§ Work task
Return each line of the listing in which the word "water" appears.

§ Data for analysis
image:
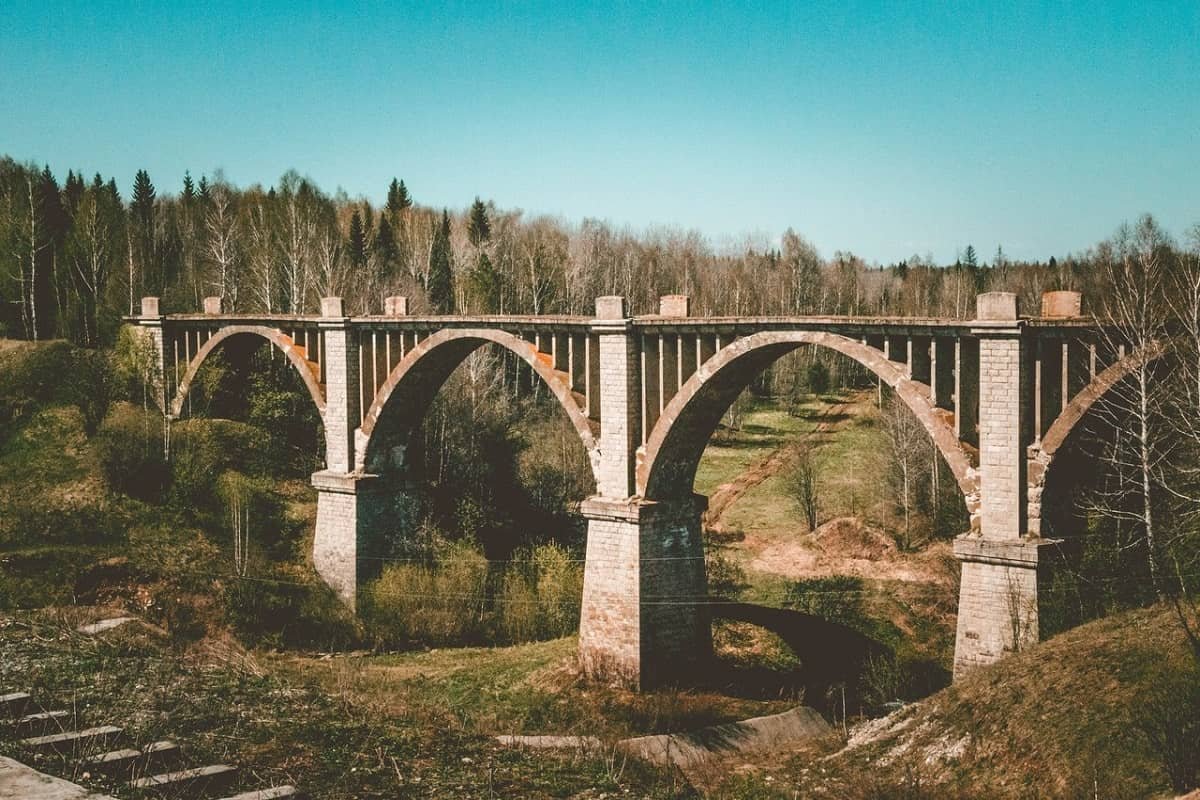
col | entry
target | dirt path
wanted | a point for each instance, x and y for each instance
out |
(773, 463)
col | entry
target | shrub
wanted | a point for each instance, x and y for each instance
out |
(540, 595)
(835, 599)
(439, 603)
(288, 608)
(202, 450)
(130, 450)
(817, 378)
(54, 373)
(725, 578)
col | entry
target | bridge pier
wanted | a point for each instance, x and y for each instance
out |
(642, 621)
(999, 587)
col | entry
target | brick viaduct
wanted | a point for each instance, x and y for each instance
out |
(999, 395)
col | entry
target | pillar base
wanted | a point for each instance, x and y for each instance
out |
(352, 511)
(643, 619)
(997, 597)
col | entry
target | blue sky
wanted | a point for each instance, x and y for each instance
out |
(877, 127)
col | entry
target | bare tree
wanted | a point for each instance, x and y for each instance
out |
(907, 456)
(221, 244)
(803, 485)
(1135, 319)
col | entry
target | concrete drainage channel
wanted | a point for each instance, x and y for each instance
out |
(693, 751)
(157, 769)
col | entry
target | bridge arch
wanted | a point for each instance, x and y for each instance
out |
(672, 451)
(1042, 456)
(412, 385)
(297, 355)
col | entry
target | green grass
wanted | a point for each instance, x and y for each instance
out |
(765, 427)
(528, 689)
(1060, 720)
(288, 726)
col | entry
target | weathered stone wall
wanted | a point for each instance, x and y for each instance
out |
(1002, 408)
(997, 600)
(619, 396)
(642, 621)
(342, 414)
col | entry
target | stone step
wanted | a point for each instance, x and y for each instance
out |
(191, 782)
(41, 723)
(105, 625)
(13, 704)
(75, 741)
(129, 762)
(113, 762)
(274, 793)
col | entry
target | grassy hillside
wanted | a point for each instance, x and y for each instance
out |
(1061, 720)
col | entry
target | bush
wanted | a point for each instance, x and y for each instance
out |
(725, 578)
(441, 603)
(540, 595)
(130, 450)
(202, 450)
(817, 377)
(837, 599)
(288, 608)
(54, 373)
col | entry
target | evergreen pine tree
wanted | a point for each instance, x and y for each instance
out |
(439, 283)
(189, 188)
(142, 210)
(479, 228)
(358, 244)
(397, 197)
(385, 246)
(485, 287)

* * *

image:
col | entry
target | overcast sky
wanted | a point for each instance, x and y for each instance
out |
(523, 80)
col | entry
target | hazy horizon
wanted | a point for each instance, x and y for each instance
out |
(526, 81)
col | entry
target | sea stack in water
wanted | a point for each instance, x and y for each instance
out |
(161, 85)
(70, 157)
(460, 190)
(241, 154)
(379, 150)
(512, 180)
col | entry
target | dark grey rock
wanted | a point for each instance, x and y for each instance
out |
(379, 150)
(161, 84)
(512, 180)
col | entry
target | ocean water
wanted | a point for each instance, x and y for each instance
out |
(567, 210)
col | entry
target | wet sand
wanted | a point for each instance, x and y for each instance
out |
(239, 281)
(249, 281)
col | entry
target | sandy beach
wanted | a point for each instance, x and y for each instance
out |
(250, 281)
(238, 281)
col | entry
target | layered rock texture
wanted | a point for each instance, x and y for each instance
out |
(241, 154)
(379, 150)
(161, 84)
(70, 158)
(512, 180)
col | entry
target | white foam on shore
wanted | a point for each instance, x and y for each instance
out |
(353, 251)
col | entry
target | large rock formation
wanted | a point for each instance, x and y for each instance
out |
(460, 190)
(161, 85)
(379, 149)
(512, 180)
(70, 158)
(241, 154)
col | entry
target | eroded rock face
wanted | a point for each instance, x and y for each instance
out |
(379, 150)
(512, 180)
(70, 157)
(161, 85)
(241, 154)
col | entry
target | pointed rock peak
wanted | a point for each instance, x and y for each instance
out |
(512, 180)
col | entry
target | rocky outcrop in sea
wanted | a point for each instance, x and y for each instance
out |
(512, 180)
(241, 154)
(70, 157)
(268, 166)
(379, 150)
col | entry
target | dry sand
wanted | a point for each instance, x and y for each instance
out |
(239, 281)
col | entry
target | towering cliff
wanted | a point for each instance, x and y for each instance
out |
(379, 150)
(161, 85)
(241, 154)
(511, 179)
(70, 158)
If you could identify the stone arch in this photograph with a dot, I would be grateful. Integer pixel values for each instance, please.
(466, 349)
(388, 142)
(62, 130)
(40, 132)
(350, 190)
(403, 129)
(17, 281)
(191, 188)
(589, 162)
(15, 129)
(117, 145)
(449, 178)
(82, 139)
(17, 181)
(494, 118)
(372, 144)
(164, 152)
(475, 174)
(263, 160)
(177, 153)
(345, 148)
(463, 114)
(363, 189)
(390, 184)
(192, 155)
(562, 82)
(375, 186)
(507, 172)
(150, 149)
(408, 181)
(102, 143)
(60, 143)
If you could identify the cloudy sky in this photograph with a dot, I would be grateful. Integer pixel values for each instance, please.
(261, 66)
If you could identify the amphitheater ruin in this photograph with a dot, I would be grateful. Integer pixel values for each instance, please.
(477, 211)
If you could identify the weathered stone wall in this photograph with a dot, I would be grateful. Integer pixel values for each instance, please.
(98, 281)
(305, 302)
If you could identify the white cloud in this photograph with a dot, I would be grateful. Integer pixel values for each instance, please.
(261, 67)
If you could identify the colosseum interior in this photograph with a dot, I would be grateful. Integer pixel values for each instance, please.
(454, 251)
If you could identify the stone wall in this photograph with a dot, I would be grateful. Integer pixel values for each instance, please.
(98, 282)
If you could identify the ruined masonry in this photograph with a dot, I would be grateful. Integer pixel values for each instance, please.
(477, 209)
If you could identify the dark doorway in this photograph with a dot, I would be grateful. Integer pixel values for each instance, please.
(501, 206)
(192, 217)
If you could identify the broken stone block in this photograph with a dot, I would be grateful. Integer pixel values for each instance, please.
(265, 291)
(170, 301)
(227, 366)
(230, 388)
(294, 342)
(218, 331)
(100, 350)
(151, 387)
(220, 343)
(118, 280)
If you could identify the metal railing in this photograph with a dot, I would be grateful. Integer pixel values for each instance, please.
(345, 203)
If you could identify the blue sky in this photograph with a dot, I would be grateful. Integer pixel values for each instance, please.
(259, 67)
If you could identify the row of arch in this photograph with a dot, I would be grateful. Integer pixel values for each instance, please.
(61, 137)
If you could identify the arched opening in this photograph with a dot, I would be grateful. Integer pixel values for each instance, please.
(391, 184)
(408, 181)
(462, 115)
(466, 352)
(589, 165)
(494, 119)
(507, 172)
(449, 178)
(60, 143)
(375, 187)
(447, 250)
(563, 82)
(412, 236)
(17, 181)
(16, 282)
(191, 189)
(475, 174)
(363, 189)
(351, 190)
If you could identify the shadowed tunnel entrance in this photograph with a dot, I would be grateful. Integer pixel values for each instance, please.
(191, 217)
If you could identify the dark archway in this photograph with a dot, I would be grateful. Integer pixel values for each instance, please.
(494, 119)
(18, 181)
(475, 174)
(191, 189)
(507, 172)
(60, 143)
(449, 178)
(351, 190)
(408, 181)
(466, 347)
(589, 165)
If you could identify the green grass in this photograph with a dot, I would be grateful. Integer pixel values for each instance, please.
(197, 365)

§ Expected answer
target | sea stack in water
target | ocean water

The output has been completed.